任务目标 ▸
请修改从条目开头到含有“375,221 -> 458,316”的那一行（含该行）这一段：将“suit lapel”替换为“jacket lapel”，其余一概不动，再把这些行完整写出。

边界框标注条目 ▸

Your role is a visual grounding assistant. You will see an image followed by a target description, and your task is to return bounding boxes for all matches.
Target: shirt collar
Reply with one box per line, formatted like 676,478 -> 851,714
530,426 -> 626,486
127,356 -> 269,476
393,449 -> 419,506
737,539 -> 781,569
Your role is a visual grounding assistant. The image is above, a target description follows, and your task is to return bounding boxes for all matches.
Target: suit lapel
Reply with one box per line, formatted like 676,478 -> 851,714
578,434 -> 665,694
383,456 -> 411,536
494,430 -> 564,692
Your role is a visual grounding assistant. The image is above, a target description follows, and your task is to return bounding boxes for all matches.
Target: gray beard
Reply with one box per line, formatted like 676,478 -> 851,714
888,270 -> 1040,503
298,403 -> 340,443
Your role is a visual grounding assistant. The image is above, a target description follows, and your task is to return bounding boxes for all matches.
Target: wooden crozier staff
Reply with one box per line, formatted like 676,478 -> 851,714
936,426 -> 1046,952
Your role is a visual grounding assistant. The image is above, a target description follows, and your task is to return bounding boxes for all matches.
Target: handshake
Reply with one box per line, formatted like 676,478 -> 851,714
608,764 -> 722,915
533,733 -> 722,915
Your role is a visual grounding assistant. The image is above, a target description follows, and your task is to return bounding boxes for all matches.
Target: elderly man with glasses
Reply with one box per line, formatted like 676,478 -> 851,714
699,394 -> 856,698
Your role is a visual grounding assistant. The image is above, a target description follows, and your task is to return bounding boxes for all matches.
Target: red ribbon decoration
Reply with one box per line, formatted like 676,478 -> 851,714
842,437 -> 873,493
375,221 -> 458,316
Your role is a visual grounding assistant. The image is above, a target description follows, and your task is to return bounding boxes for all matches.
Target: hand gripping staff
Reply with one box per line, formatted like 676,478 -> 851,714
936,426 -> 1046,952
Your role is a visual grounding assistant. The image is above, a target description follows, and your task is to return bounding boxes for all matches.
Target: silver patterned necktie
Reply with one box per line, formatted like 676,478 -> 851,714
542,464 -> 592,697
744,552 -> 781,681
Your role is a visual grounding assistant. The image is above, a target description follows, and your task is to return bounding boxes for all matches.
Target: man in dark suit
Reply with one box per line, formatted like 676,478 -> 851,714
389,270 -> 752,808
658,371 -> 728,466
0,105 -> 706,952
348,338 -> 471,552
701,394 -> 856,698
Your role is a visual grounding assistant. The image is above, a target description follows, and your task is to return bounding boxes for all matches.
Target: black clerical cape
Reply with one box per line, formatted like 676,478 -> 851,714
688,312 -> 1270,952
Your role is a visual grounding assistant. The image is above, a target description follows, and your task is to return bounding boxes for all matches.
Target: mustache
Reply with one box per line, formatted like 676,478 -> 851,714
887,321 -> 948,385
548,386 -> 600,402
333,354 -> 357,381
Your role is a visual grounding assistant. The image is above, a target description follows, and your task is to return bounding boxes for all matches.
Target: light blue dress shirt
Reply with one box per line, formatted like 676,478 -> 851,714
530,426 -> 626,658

书面回答 ▸
Your role is a visual grounding assistant. You will see an image followed by a target description, and your task is to return bounding boxes for all matches.
Target: shirt collar
Reply with one box per line, formatted like 676,478 -> 851,714
530,426 -> 626,486
127,356 -> 269,476
393,449 -> 419,506
737,539 -> 781,569
Your role is a visual grounding assistant. The image is above, a target description follows, and your task is to return bounding boxes for all matches.
Target: jacket lapel
Reply with one box per line, formatted like 676,478 -> 851,714
578,434 -> 665,694
383,456 -> 411,536
494,430 -> 564,692
Your role is a visual grounding assistant. The image is above, a target description follows, and your task is to return bounding boxes for all matches.
Target: gray beard
Reply with one box per line, formatted like 676,478 -> 851,714
888,270 -> 1040,503
298,403 -> 340,443
Your role is a visual grounding assistant. The image is above, a target description follows, and your task is to return bounding boxes for all matches.
Target: wooden crozier staff
Reply with one box per line, formatted like 676,478 -> 851,714
936,426 -> 1046,952
Your role is a visual grounding assistant. The image is above, a target description follows, and your task is to return bounding boxes for all matches.
Target: handshake
Reply with one box per line, formatted like 676,478 -> 851,714
608,764 -> 722,915
533,733 -> 722,915
Your role is a visual grounding assistant. The image is above, a target description follows, and your task is to return bounding boxes for all matches.
Target: elderly man with glasses
Reply with one box per line, formatted like 676,478 -> 851,714
699,394 -> 856,698
Your role is a visual grounding assistant. The image is above, a target description follows, and your task is to return bounding boxes for all matches.
Target: red ribbon decoration
Reply with one box per line, formatted like 676,478 -> 851,714
842,437 -> 873,493
375,221 -> 458,316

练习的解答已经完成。